What is being asked —
Tally the lines in the data below that contain the string "balcony", and give only the number.

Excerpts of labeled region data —
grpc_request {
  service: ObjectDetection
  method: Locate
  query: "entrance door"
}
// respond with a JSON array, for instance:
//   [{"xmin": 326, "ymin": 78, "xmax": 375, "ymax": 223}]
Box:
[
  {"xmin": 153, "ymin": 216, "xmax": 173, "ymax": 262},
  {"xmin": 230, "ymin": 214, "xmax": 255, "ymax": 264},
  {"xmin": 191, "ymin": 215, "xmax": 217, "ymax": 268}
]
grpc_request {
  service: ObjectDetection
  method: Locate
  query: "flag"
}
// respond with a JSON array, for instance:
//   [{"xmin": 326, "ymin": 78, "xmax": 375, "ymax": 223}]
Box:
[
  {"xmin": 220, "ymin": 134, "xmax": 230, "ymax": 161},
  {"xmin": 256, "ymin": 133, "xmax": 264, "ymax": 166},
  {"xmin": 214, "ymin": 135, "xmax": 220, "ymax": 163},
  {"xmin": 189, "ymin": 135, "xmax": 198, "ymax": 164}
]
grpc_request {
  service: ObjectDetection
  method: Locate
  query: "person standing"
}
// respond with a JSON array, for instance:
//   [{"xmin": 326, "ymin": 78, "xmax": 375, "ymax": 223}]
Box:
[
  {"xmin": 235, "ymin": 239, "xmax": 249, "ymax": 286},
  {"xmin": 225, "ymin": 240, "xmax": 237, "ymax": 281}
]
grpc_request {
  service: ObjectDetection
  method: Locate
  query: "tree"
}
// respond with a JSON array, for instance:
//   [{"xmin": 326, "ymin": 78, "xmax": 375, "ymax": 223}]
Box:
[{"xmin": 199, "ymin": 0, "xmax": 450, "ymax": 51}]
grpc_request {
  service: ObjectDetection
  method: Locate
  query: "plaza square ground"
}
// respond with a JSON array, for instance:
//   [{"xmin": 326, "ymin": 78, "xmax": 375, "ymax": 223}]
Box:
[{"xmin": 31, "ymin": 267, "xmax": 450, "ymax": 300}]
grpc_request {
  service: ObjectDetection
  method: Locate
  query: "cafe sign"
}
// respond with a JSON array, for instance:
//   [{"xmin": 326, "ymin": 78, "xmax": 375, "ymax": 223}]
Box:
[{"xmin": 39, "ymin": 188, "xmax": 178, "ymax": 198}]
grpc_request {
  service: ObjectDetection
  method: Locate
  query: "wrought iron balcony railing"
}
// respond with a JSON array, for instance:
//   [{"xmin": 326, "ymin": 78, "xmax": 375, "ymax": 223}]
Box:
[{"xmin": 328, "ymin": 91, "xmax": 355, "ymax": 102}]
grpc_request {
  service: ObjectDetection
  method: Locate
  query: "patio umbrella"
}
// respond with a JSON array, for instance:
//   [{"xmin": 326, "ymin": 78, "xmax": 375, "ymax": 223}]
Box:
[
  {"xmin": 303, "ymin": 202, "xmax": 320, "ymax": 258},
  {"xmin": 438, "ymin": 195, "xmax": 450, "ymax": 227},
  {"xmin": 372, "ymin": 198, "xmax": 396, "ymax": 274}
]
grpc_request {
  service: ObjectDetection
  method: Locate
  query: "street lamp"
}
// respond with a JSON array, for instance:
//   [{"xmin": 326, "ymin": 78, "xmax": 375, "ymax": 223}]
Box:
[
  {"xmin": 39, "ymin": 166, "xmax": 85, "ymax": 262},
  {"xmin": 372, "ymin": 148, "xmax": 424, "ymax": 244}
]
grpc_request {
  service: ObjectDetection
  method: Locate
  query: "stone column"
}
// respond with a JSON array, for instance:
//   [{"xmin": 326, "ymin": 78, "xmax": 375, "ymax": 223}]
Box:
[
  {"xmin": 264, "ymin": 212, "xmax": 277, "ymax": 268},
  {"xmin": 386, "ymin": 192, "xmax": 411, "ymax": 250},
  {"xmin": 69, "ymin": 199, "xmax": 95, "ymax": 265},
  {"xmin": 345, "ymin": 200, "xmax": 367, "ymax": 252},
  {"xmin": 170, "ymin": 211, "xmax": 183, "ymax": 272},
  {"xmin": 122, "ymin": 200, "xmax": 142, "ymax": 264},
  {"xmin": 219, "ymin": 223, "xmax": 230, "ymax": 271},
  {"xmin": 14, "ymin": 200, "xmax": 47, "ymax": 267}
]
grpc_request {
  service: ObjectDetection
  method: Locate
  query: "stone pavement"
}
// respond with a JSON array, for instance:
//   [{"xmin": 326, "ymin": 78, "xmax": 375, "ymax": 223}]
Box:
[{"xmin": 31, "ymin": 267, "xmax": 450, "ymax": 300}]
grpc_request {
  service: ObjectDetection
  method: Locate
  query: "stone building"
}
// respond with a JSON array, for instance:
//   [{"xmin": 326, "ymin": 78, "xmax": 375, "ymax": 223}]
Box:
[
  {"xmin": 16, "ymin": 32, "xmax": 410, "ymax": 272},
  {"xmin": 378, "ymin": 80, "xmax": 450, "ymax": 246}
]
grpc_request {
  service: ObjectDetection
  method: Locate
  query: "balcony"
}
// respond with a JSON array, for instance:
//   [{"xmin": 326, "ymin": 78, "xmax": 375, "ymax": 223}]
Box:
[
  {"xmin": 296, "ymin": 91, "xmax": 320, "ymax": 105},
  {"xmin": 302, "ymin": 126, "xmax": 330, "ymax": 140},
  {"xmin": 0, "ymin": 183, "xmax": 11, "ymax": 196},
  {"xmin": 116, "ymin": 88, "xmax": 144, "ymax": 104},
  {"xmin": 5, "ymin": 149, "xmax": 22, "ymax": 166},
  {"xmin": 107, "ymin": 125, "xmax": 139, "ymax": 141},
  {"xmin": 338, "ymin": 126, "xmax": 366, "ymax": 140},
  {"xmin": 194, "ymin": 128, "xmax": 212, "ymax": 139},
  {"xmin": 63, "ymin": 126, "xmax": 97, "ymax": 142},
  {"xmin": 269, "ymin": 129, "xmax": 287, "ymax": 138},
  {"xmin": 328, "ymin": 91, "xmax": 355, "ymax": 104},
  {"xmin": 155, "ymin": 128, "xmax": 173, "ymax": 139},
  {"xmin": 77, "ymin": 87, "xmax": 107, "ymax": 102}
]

Response to this exercise —
2